═════ Trecho apresentado

Especialistas apontam que pressões de Donald Trump e medidas econômicas recentes ampliam a dimensão internacional do caso que investiga tentativa de golpe de Estado
Processo no STF e implicações internacionais
O Supremo Tribunal Federal (STF) iniciará nesta terça-feira (2/9) o julgamento do ex-presidente Jair Bolsonaro (PL), acusado de envolvimento em uma suposta tentativa de golpe de Estado. O caso, de natureza doméstica, ganha contornos internacionais diante do apoio público do presidente dos Estados Unidos, Donald Trump, e das recentes ações econômicas e diplomáticas de Washington contra o Brasil.
Analistas políticos destacam que uma eventual condenação de Bolsonaro pode agravar ainda mais o desgaste nas relações bilaterais e gerar novas medidas de retaliação por parte da Casa Branca. O julgamento envolve não apenas o ex-presidente, mas também sete integrantes de seu governo, conhecidos como o “núcleo crucial” da suposta organização criminosa que teria tentado reverter o resultado das eleições de 2022. Entre os réus estão três generais do Exército — Augusto Heleno, Paulo Sérgio Nogueira e Braga Netto —, Almir Garnier Santos, ex-comandante da Marinha, Alexandre Ramagem, ex-diretor-geral da Abin, Anderson Torres, ex-ministro da Justiça, e Mauro Cid, ex-ajudante de ordens de Bolsonaro. Todos negam as acusações.
A interferência americana no processo
Antes mesmo da abertura do processo contra Jair Bolsonaro, seu filho, o deputado federal Eduardo Bolsonaro (PL-SP), iniciou contatos com autoridades norte-americanas em busca de apoio internacional. Ele acompanhou a posse de Donald Trump e manteve-se nos EUA, registrando encontros com autoridades americanas e pleiteando o que considerou “justas punições” contra integrantes do STF e da Polícia Federal.

══════════
═════ Dados fornecidos

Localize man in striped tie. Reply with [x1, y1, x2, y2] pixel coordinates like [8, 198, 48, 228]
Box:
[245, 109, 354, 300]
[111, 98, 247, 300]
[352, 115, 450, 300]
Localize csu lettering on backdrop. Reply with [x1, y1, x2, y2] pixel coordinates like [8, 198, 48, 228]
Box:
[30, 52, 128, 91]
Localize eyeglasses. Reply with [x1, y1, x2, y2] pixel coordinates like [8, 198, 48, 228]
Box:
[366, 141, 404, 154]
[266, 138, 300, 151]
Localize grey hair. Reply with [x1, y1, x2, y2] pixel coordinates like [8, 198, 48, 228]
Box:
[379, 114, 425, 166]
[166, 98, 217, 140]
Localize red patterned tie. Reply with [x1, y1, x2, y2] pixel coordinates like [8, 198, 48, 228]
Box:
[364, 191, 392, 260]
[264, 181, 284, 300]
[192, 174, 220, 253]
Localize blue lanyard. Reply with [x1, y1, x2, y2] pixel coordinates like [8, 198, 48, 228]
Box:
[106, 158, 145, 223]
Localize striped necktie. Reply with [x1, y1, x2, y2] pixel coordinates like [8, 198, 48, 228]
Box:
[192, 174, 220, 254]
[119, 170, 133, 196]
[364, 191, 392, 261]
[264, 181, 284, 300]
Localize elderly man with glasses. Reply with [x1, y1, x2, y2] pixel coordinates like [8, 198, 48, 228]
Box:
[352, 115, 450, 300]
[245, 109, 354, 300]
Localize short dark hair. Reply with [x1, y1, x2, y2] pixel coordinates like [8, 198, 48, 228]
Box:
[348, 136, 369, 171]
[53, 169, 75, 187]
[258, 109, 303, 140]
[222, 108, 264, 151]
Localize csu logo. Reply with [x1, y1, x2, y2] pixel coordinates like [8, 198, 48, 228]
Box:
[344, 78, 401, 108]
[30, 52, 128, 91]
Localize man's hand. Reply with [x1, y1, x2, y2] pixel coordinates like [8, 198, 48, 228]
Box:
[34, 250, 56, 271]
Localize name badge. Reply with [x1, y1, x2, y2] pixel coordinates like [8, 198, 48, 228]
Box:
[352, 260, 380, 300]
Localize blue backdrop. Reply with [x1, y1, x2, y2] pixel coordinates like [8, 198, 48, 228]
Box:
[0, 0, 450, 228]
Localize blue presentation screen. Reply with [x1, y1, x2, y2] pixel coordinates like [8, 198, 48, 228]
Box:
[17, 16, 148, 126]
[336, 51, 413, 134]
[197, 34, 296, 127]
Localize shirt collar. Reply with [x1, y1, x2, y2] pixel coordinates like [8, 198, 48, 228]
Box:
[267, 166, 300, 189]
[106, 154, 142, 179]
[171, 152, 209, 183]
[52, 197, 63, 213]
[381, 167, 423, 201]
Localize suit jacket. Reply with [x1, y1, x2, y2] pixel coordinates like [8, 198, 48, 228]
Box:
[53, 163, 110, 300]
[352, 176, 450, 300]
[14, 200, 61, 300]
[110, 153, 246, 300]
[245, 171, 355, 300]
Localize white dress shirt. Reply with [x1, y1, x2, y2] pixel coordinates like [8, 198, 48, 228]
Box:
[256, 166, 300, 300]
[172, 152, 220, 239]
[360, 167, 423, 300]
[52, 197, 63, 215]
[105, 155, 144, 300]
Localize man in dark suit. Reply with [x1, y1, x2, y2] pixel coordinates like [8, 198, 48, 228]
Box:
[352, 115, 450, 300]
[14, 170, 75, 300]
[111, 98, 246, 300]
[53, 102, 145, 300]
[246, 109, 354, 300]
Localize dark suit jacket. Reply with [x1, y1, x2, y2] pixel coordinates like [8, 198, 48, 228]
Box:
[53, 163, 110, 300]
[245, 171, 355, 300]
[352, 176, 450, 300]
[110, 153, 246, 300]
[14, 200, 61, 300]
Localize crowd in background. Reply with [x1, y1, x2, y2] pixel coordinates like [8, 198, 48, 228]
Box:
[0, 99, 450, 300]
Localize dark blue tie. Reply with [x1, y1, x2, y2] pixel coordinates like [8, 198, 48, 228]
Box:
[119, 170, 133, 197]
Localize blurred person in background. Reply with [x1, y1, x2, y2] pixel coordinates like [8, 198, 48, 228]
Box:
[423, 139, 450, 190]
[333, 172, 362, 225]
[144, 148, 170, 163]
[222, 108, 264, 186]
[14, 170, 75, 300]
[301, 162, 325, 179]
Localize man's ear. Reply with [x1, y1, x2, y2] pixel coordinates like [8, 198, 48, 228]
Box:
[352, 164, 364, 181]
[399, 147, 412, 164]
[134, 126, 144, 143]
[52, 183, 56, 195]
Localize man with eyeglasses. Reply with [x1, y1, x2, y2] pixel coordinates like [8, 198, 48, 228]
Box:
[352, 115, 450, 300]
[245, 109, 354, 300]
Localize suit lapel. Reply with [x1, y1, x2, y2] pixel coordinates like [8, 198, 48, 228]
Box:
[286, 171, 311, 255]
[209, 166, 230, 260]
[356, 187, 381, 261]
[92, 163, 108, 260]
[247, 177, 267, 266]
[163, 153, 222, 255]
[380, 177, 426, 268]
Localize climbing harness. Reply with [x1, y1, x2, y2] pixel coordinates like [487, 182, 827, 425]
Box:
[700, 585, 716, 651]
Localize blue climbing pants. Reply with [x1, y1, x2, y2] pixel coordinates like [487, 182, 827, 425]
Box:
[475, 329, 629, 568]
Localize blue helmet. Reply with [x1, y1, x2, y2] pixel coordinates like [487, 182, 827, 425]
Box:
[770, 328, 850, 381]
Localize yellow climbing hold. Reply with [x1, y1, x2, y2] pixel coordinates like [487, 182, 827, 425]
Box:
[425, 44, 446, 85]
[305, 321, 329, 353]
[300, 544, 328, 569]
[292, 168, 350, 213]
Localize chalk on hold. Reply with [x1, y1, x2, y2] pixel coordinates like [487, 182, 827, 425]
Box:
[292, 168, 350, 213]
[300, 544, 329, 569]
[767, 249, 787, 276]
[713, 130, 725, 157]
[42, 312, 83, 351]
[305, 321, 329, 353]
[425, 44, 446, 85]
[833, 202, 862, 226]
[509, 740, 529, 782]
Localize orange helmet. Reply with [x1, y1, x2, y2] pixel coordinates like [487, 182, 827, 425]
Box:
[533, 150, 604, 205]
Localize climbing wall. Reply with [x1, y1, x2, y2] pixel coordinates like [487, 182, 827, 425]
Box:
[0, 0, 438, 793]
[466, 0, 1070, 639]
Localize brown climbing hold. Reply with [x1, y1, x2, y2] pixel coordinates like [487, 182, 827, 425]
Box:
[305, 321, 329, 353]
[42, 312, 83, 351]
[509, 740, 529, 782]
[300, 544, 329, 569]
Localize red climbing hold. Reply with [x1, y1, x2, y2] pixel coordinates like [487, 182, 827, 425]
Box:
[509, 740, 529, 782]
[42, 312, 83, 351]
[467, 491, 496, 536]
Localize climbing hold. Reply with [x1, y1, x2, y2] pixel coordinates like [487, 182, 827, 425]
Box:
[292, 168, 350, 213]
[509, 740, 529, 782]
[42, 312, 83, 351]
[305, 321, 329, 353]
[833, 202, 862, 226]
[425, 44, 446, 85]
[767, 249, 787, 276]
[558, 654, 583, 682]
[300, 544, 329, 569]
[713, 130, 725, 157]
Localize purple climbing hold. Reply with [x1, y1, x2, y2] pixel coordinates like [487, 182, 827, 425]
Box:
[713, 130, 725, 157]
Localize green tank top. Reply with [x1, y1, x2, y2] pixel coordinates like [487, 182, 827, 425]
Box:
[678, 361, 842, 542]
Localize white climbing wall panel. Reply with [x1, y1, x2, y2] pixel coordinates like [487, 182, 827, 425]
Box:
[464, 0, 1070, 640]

══════════

**Trabalho solicitado**
[A] No texto sobre o julgamento de Bolsonaro, reescreva a parte que abre com as palavras que contêm "Analistas políticos destacam" e fecha com "negam as acusações.", trocando "Casa Branca" por "administração Trump".
[B] De acordo com o texto sobre o julgamento de Bolsonaro, que cargo Almir Garnier Santos ocupou?
[C] Escreva a continuação do texto sobre o julgamento de Bolsonaro, começando logo após a última frase apresentada.

**Resultados esperados**
[A]
Analistas políticos destacam que uma eventual condenação de Bolsonaro pode agravar ainda mais o desgaste nas relações bilaterais e gerar novas medidas de retaliação por parte da administração Trump. O julgamento envolve não apenas o ex-presidente, mas também sete integrantes de seu governo, conhecidos como o “núcleo crucial” da suposta organização criminosa que teria tentado reverter o resultado das eleições de 2022. Entre os réus estão três generais do Exército — Augusto Heleno, Paulo Sérgio Nogueira e Braga Netto —, Almir Garnier Santos, ex-comandante da Marinha, Alexandre Ramagem, ex-diretor-geral da Abin, Anderson Torres, ex-ministro da Justiça, e Mauro Cid, ex-ajudante de ordens de Bolsonaro. Todos negam as acusações.

[B] Foi comandante da Marinha.

[C]
As primeiras manifestações de apoio de Washington ocorreram ainda em abril, quando Jason Miller, conselheiro de Trump, classificou o ministro Alexandre de Moraes como uma “ameaça à democracia”. Em maio, o senador Marco Rubio indicou que os EUA poderiam aplicar sanções contra Moraes, invocando a Lei Magnitsky, que permite punir estrangeiros acusados de violações de direitos humanos.
Em julho, Trump voltou a se manifestar publicamente, classificando o julgamento de Bolsonaro como injusto e afirmando que o Brasil estaria perseguindo o ex-presidente de forma contínua. Dois dias depois, o governo americano impôs tarifas de 50% sobre produtos brasileiros, a mais alta entre os países afetados, e enviou carta ao presidente Lula alegando que o julgamento seria uma “caça às bruxas”.
Além disso, o governo dos EUA aplicou sanções a Alexandre de Moraes e revogou vistos de familiares e aliados do magistrado, ampliando a tensão diplomática. Washington também investiga supostas práticas comerciais brasileiras que prejudicariam empresas norte-americanas no setor digital e de pagamentos.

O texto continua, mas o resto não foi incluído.